Problem: Examine each line of the data. Copy those that contain the string "linen".

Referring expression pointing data
------------------------------------
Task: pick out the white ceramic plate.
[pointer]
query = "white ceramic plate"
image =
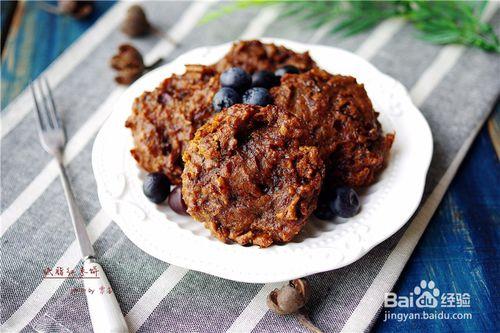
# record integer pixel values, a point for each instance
(322, 246)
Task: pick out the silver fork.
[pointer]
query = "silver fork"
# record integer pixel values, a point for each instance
(104, 310)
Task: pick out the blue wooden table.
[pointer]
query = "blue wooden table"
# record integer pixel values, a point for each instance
(460, 248)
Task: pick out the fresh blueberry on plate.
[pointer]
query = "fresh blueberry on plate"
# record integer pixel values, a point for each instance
(345, 203)
(176, 202)
(224, 98)
(156, 187)
(236, 78)
(287, 69)
(264, 79)
(323, 211)
(257, 96)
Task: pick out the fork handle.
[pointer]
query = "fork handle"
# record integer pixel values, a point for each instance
(104, 310)
(76, 217)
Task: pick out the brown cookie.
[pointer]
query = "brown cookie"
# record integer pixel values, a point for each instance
(249, 177)
(341, 121)
(164, 119)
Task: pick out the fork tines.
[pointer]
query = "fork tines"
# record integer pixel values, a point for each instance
(45, 107)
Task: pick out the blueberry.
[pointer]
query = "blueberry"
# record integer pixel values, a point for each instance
(257, 96)
(345, 203)
(176, 202)
(236, 78)
(264, 79)
(224, 98)
(156, 187)
(323, 211)
(287, 69)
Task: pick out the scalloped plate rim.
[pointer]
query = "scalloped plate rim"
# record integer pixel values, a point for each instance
(139, 240)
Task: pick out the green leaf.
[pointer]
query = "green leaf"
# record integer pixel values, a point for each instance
(439, 22)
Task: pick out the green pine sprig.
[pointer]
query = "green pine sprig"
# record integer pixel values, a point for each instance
(438, 22)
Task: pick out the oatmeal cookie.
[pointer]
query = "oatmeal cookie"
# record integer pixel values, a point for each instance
(249, 177)
(341, 121)
(163, 120)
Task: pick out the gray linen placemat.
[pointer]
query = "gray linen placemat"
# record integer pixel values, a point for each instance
(455, 88)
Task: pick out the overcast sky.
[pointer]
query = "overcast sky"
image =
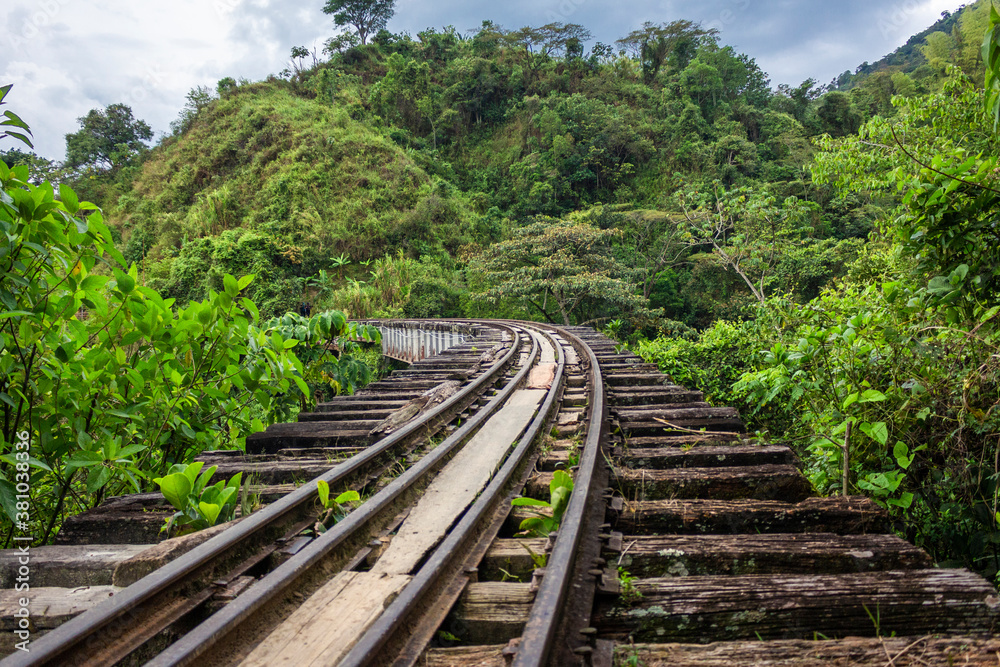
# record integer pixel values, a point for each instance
(66, 57)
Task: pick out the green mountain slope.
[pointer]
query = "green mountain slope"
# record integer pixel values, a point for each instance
(273, 183)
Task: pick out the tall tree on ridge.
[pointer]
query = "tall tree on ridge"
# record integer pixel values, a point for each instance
(367, 16)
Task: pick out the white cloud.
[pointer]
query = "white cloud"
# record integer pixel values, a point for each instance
(66, 58)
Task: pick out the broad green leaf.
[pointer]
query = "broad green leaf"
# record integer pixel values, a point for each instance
(69, 199)
(97, 478)
(210, 512)
(347, 497)
(877, 431)
(175, 488)
(8, 499)
(871, 396)
(529, 502)
(191, 471)
(904, 501)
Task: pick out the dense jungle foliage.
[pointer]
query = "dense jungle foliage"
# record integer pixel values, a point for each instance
(823, 257)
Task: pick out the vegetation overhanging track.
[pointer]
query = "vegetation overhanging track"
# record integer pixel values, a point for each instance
(380, 644)
(113, 629)
(222, 634)
(720, 532)
(561, 610)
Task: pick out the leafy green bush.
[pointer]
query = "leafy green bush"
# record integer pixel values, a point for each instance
(713, 361)
(107, 376)
(198, 506)
(560, 490)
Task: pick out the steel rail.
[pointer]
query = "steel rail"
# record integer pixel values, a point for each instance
(102, 626)
(538, 641)
(218, 628)
(382, 641)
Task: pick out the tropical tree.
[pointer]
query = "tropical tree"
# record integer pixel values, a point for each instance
(562, 270)
(655, 44)
(366, 16)
(108, 138)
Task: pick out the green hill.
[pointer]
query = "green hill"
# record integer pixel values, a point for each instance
(268, 181)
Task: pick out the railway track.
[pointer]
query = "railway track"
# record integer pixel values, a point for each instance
(683, 541)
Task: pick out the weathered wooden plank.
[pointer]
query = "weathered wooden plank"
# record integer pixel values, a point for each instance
(707, 456)
(779, 553)
(727, 424)
(626, 379)
(490, 612)
(419, 405)
(359, 403)
(704, 609)
(767, 482)
(837, 514)
(666, 410)
(67, 566)
(458, 484)
(847, 652)
(271, 472)
(50, 607)
(134, 568)
(635, 396)
(682, 439)
(344, 415)
(328, 624)
(511, 558)
(465, 656)
(298, 435)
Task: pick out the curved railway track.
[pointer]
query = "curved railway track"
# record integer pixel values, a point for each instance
(683, 543)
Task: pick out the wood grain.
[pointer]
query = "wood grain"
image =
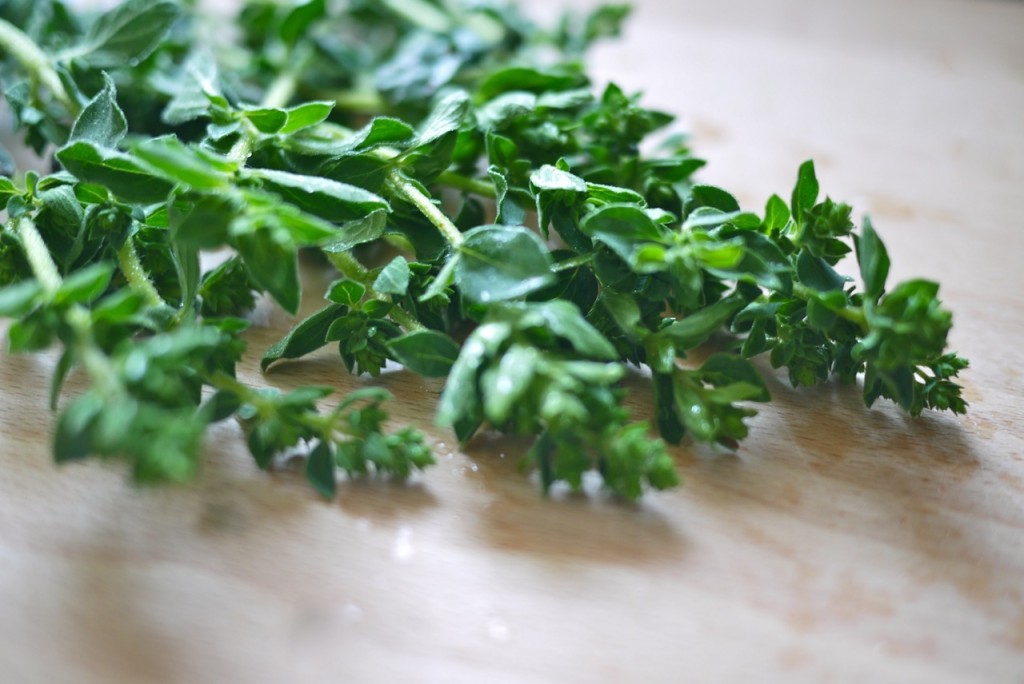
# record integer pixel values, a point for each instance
------------------------------------
Written answer:
Task: pick out the gray linen placemat.
query = "gray linen placemat"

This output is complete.